*WHAT IS EXPECTED:* The stretch wanted below opens at the line containing "Each instance of the horse neck" and closes at the line containing "Target: cream colored horse". Please return it exactly, with no other lines.

[SUPPLIED ENTRIES — start]

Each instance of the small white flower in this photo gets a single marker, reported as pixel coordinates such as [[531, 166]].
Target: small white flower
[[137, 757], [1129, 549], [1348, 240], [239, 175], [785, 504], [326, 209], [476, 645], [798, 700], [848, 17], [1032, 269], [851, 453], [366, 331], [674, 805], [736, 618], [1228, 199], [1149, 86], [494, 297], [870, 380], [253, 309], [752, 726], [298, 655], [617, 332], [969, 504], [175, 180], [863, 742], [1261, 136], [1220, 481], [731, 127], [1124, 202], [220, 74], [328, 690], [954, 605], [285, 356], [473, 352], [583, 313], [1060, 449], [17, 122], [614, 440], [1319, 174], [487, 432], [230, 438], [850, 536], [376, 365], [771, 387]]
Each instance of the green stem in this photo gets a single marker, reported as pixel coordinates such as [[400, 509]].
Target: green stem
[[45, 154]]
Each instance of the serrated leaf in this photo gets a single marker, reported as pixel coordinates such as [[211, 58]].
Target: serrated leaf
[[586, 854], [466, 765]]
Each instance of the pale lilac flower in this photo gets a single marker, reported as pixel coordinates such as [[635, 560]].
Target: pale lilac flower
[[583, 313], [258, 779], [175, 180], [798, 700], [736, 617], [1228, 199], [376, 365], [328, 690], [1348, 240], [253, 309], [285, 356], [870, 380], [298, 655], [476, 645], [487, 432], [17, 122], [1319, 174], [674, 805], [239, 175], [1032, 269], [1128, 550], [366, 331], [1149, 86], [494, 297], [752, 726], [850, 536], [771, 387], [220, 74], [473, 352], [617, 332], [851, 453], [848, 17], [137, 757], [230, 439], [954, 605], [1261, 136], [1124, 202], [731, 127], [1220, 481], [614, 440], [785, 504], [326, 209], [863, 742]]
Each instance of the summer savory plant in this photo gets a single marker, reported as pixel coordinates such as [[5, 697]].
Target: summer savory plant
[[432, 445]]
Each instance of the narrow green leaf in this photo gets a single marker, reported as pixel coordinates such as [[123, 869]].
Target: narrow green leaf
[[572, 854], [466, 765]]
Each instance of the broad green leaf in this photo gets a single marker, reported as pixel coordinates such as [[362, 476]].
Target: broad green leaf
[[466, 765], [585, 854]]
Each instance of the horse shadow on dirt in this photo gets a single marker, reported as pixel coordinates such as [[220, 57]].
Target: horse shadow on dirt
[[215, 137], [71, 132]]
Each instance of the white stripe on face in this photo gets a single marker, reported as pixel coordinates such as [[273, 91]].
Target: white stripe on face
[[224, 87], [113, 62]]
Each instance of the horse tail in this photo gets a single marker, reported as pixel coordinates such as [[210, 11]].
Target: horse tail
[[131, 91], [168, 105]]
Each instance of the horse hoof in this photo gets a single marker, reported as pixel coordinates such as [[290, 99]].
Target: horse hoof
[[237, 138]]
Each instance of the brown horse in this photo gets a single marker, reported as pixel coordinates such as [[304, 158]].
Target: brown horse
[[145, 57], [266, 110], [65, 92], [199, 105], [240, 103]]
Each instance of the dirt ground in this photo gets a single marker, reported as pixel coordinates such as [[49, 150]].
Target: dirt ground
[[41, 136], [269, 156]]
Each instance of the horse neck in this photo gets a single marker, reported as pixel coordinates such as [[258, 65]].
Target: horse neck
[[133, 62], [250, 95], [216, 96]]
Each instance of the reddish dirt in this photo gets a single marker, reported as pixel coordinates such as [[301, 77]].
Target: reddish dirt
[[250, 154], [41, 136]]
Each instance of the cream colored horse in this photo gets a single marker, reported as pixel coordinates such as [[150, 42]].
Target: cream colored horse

[SUPPLIED ENTRIES — finish]
[SUPPLIED ENTRIES — start]

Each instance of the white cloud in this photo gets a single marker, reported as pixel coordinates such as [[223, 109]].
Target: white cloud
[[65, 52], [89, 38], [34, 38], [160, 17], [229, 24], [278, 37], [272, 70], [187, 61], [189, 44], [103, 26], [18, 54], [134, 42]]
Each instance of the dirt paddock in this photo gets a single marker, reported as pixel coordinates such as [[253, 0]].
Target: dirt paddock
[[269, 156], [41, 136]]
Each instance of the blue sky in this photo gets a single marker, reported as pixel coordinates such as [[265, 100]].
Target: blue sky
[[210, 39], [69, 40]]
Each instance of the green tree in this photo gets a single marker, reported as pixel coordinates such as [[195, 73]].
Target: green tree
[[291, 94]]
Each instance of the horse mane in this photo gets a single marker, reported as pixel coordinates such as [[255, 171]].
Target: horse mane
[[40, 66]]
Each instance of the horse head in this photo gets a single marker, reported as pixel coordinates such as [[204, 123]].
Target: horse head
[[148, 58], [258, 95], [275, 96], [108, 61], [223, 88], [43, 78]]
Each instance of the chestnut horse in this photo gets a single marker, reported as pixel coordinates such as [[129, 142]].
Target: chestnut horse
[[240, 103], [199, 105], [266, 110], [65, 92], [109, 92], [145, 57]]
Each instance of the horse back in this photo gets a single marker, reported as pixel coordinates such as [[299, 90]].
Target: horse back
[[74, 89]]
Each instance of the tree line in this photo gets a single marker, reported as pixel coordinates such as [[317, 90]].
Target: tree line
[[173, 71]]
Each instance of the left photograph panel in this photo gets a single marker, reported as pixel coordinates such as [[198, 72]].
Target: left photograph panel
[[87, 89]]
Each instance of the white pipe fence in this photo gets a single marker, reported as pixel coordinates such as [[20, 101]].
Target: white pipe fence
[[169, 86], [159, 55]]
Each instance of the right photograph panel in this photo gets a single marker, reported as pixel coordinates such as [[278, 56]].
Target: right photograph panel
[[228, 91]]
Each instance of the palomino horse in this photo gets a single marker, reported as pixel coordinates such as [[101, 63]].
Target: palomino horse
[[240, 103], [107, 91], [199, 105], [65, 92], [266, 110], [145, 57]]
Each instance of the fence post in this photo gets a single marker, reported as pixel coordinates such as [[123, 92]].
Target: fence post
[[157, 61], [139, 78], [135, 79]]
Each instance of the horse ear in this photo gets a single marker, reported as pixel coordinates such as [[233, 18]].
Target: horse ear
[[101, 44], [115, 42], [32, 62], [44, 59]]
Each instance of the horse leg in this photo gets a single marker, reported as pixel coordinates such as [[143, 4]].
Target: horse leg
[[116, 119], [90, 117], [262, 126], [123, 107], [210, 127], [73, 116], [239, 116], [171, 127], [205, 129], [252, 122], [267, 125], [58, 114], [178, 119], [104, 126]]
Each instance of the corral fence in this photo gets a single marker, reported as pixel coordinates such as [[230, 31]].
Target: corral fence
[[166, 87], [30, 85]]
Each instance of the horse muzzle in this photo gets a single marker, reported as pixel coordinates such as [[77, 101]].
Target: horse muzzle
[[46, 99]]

[SUPPLIED ENTRIES — finish]

*RESULT FOR THIS TASK:*
Each instance of the horse neck in this photo gets a single marker, reported as pixel coordinates such as [[258, 65]].
Target: horse neck
[[133, 62], [250, 95], [216, 96]]
Each instance of the reddish dirt in this photo gets a single marker, reported as pixel coordinates such as [[301, 77]].
Target: reddish dirt
[[250, 154], [41, 136]]
Each instance of the cream colored horse in this photo gets a single marker, reported as pixel coordinates such as [[150, 42]].
Target: cream colored horse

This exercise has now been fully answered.